### Task brief
Each record needs to be echoed exactly; can you do that?
-- start Listed entries --
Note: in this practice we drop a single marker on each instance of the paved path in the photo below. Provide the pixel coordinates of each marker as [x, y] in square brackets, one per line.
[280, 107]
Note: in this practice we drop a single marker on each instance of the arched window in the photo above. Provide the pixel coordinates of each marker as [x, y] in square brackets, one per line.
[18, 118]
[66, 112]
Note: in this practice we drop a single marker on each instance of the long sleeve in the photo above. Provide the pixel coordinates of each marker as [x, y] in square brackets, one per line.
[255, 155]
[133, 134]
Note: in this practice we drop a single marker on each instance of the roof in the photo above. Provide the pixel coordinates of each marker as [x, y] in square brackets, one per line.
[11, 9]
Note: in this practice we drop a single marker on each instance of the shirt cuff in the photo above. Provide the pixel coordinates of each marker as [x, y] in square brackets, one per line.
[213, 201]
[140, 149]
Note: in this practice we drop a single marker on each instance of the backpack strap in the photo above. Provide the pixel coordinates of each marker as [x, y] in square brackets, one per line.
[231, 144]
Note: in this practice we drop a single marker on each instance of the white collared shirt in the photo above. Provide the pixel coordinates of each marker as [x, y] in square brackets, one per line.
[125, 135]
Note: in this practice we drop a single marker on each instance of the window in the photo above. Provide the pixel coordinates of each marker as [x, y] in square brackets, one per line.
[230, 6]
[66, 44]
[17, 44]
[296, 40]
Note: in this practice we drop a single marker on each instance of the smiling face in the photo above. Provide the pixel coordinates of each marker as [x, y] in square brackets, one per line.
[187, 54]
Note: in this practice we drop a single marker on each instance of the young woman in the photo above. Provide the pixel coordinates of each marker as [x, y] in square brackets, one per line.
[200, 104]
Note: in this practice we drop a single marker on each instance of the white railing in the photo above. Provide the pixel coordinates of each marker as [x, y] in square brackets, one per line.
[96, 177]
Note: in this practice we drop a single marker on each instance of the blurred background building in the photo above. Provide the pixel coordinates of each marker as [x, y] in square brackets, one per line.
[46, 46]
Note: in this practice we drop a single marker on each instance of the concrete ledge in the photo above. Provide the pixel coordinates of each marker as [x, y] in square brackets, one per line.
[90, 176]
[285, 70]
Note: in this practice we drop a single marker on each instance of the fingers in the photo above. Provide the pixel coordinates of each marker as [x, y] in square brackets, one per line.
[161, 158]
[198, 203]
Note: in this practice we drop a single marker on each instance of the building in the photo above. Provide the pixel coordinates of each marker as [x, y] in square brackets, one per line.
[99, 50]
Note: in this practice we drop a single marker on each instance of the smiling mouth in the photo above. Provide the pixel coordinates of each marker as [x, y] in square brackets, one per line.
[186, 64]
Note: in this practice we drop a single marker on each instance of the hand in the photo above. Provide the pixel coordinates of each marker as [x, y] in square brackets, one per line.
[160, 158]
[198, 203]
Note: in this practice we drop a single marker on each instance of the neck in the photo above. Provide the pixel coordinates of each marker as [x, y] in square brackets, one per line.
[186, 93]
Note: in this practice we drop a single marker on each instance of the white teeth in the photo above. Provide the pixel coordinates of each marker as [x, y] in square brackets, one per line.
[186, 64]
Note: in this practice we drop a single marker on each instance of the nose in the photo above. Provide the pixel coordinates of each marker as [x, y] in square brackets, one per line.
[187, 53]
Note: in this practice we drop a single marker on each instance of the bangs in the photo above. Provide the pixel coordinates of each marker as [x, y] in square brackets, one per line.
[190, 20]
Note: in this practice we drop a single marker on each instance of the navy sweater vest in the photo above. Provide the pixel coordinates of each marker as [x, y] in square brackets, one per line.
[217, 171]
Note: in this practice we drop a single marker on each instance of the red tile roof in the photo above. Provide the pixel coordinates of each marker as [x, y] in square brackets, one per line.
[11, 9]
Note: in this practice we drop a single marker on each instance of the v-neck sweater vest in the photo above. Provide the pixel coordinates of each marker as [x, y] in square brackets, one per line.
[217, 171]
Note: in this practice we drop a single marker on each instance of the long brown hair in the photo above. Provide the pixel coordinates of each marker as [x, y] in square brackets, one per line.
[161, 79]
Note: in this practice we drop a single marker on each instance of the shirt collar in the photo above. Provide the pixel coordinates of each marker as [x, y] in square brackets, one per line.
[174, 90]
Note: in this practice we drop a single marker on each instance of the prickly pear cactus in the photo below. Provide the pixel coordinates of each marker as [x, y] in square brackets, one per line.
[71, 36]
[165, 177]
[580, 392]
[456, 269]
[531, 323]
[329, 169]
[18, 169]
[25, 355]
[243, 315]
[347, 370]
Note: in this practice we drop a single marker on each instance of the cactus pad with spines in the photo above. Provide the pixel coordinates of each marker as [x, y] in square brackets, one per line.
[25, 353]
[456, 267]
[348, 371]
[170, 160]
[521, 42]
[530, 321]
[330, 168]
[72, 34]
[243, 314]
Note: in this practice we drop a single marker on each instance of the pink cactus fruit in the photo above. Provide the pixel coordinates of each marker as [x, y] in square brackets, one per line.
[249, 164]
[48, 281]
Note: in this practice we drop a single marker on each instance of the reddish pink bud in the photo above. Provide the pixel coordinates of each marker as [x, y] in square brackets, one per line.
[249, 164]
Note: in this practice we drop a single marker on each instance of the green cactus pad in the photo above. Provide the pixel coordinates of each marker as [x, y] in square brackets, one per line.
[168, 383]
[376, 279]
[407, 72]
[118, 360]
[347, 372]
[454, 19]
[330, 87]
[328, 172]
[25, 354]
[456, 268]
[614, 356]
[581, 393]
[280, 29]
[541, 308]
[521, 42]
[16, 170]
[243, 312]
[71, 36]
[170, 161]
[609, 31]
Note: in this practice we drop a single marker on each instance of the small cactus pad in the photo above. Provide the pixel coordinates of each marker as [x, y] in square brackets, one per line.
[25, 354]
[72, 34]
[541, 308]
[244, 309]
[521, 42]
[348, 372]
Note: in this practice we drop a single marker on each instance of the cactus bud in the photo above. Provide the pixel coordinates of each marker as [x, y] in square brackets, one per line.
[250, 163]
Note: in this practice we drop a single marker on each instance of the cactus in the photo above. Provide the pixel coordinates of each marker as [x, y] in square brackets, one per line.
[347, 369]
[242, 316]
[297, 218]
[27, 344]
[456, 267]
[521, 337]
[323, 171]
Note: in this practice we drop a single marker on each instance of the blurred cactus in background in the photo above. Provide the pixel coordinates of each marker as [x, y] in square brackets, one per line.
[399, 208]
-- end Listed entries --
### The response
Note: in this practice we drop a single marker on each instance of the paved path in the photo below. Provide the pixel coordinates of each marker as [x, y] in square brackets, one per line.
[280, 107]
Note: in this practice we drop a single marker on each instance of the arched window in the photo above. Provide the pixel coordinates of each marker as [x, y] in square brackets, one per line.
[18, 118]
[66, 112]
Note: in this practice we drop a single marker on each instance of the long sleeve in the photo above. Provide the pixel coordinates of each marker as [x, y] in square brackets, one per line.
[255, 155]
[133, 134]
Note: in this practice we drop a single marker on each instance of the roof in the photo above. Provide the pixel coordinates of each marker as [x, y] in square brackets, one per line.
[11, 9]
Note: in this practice we drop a single marker on each instance of the shirt cuff in the photo above. Provide the pixel coordinates of each marker as [x, y] in square brackets, one per line.
[213, 201]
[140, 149]
Note: in this practice we drop a single marker on each instance of the backpack strap in the photo above. Provide the pixel coordinates of each marker as [x, y] in square brackets, one per line.
[231, 144]
Note: in this practice we drop a single marker on each instance of the white collared shirt in the photo above. Provide the pixel coordinates of each marker as [x, y] in square brackets, one per line.
[125, 135]
Note: in this practice we drop a single marker on each instance of the window in the photo above. Provide the pixel coordinates of each marker as [x, y] in square brackets, one per line.
[230, 6]
[66, 44]
[17, 44]
[296, 40]
Note: in this practice we drop a single marker on each instance of the smiling face in the photo above. Provide the pixel coordinates of each marker as [x, y] in square brackets, one per line.
[187, 54]
Note: in this practice we drop a single marker on each instance of the young woman in the photo above. Provide the pixel coordinates of each marker as [x, y] in square brackets, one per line.
[200, 104]
Note: in this practice we drop a single marker on each instance of the white railing in the photo above. Provide the pixel coordinates of each marker as [x, y] in square brackets, one per line.
[96, 177]
Note: in this practice we drop a single marker on each instance of the blurred background building in the photo above. Provide the pixel coordinates of each marker as [x, y] in square brackets, one per line.
[46, 46]
Note: in this practice we drop a single marker on each instance of the concrete ledge in the photo above. Provide the pixel coordinates of each marker as [x, y] in square brackets, one per line.
[90, 176]
[285, 70]
Note: in this practice we drop a single marker on each instance of the fingers in the photo above. Provide the pixel coordinates of each marker as [x, y] in square brackets, one per line.
[161, 158]
[198, 203]
Note: in this practice we drop a single marker on each instance of the building in the photo above. Provide the pixel coordinates of each marker as [x, y] in square brackets, one per line.
[99, 50]
Note: in this practice we drop a single marker on each instance of the smiling mouth in the photo above. Provide the pixel coordinates of each marker as [x, y] in square brackets, one per line.
[186, 64]
Note: in this practice we drop a single marker on each instance of the hand in the photo above. Provide the pixel coordinates of each marker as [x, y] in square brackets, one per line.
[160, 158]
[198, 203]
Note: in this practice we drop a single marker on each instance of the neck in the photo above. Provide the pixel coordinates of each marker as [x, y] in square brackets, one per line.
[186, 93]
Note: in this practice we drop a single marker on each instance of the white teeth in the photo above. Provide the pixel coordinates of each marker as [x, y] in square brackets, one per line.
[186, 64]
Note: in this practice we drop a single marker on each instance of the nose in the photo above. Provide the pixel coordinates of each marker as [x, y] in square brackets, one per line.
[187, 53]
Note: in this practice we drop a single marker on each instance of the bangs in the photo above. Provide the pixel coordinates of each marker as [x, y] in square brackets, one per line.
[190, 20]
Note: in this practice we drop a single marker on each instance of the navy sweater vest in the photo above. Provide the pixel coordinates of each marker as [x, y] in square brackets, one per line.
[217, 171]
Note: in this practice we drop a single marker on each instance of the red tile roof in the photo above. Provide the pixel coordinates of each marker as [x, y] in square brackets, one per line.
[11, 9]
Note: in this practice we drop a single marker on each instance of the v-neck sweater vest in the photo above. Provide the pixel coordinates of each marker as [x, y] in square brackets, one per line.
[217, 171]
Note: in this practice we drop a single marker on each instance of the long brown hair in the photo above. Provide the pixel coordinates of each marker as [x, y] in square brackets, one per line.
[161, 79]
Note: in this practice we drop a single marker on each instance of the shirt collar in the photo above. Provide the pixel coordinates of each marker as [x, y] in square brackets, one per line.
[174, 90]
Note: in this practice we drop a single marker on each instance of the prickly pear cactus in the photo below. Provide the pixel coordinates of each marker as [x, y] in square brackets, one per line.
[71, 36]
[165, 177]
[580, 392]
[456, 269]
[531, 323]
[329, 169]
[18, 169]
[25, 355]
[243, 315]
[347, 370]
Note: in this practice we drop a single marker on each instance of the cactus pad with spines in the photo above. Provide the pixel coordinates of each marker as [x, y] in square brackets, one per line.
[25, 353]
[456, 267]
[348, 371]
[170, 160]
[521, 42]
[530, 321]
[330, 168]
[72, 34]
[243, 314]
Note: in this practice we drop a single marker on each instance of the pink cactus fruit in the photo above. Provide the pixel coordinates of each marker as [x, y] in square brackets, one per line.
[249, 164]
[48, 281]
Note: in this practice we drop a single marker on each instance of the reddish pink bud in the photo above. Provide the pixel coordinates of each marker as [x, y] in square brackets, one per line.
[249, 164]
Note: in this practice we drop a single marker on each instance of the green cactus pad in the photo above. Provide the pixel coordinates of each marker as [x, y] in square brackets, one per line.
[168, 383]
[376, 279]
[407, 72]
[118, 360]
[347, 372]
[454, 19]
[330, 87]
[328, 172]
[25, 354]
[456, 268]
[614, 356]
[581, 393]
[280, 29]
[541, 308]
[521, 42]
[16, 170]
[243, 312]
[71, 36]
[170, 161]
[609, 31]
Note: in this practice we drop a single marker on each instance of the small cactus pad in the photo above. Provide the pixel coordinates of each marker as [x, y] in square brackets, one per line.
[25, 354]
[72, 34]
[541, 308]
[244, 309]
[521, 42]
[348, 372]
Note: in this practice we drop a single marker on each instance of the cactus bud in the photo above. Provide the pixel coordinates of each marker as [x, y] in square brackets, one per line.
[250, 163]
Note: in this practice we drop a single marker on each instance of the cactus in the photo above. Provide the pixel coordinates of each marker as [x, y] in square brackets, one per line.
[347, 369]
[242, 316]
[297, 218]
[27, 344]
[456, 267]
[521, 337]
[323, 171]
Note: in this practice we drop a single marker on each instance of the blurred cactus in background in the photo above. Provide the pixel coordinates of each marker as [x, y] in square brackets, one per line.
[399, 208]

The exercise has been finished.